**Exercise brief**
Can you render the records as a JSON list of strings, one string per line and blank lines left out, beginning at the first line of the records and stopping after the line that contains "x=429, y=105"?

**Recorded data**

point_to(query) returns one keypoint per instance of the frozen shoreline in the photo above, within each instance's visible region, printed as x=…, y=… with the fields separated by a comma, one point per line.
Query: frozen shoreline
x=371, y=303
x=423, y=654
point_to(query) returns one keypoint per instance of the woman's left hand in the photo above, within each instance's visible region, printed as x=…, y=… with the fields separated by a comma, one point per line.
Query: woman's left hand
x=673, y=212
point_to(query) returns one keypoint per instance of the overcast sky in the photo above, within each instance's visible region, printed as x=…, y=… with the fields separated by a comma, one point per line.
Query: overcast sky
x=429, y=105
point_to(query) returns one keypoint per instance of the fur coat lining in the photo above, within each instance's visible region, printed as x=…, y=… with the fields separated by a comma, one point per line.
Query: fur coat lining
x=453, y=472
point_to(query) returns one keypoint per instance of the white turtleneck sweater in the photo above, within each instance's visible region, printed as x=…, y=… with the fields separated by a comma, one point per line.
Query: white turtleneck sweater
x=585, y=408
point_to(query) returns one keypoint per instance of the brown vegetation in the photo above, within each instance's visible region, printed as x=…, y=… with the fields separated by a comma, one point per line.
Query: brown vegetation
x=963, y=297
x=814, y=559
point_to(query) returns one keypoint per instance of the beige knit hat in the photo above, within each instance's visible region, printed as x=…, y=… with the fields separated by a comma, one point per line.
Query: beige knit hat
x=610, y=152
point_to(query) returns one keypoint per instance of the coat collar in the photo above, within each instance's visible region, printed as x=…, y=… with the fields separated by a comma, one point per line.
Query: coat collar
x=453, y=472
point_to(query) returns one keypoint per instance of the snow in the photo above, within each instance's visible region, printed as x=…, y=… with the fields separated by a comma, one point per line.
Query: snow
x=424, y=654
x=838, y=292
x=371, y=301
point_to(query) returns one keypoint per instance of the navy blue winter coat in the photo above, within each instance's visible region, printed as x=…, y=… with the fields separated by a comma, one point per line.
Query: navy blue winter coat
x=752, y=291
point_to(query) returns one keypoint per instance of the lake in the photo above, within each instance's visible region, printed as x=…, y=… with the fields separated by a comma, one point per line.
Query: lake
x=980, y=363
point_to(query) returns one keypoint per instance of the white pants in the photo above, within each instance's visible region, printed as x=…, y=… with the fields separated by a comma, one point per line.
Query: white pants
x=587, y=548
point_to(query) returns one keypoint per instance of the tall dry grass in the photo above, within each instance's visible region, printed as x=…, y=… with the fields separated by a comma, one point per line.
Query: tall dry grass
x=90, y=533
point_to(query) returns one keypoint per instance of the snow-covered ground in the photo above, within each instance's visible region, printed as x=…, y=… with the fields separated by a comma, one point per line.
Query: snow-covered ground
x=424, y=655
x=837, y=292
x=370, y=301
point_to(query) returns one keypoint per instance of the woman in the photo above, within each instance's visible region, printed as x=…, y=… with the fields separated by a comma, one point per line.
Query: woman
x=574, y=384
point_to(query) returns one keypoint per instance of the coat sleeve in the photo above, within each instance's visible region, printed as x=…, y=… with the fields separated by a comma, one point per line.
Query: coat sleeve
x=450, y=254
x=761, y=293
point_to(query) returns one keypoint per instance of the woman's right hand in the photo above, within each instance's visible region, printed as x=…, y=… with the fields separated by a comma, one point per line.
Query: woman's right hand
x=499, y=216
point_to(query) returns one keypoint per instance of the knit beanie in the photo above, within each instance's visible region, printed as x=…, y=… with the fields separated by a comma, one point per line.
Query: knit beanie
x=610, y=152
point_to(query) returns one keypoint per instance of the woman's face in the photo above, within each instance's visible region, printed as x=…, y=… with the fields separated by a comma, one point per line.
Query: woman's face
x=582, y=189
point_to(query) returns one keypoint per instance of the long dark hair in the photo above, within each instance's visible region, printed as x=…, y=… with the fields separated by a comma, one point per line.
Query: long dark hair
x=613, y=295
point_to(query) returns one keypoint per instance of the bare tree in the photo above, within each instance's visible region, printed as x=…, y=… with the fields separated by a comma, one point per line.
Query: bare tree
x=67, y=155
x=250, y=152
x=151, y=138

**Problem solution**
[
  "point_to(query) returns one keypoint per instance of the frozen shoreline in the photo above, within each instance's visible region, printed as x=…, y=… with the fields separated by a comma, one point per line.",
  "Query: frozen shoreline",
  "x=371, y=303",
  "x=423, y=654",
  "point_to(query) returns one keypoint per instance of the woman's left hand in the photo above, within each instance's visible region, printed as x=…, y=… with the fields separated by a comma, one point per line.",
  "Query: woman's left hand",
  "x=673, y=212",
  "point_to(query) returns one keypoint per instance of the overcast sky in the photo above, within each instance's visible region, printed as x=…, y=… with the fields separated by a comma, one point per line.",
  "Query: overcast sky",
  "x=429, y=105"
]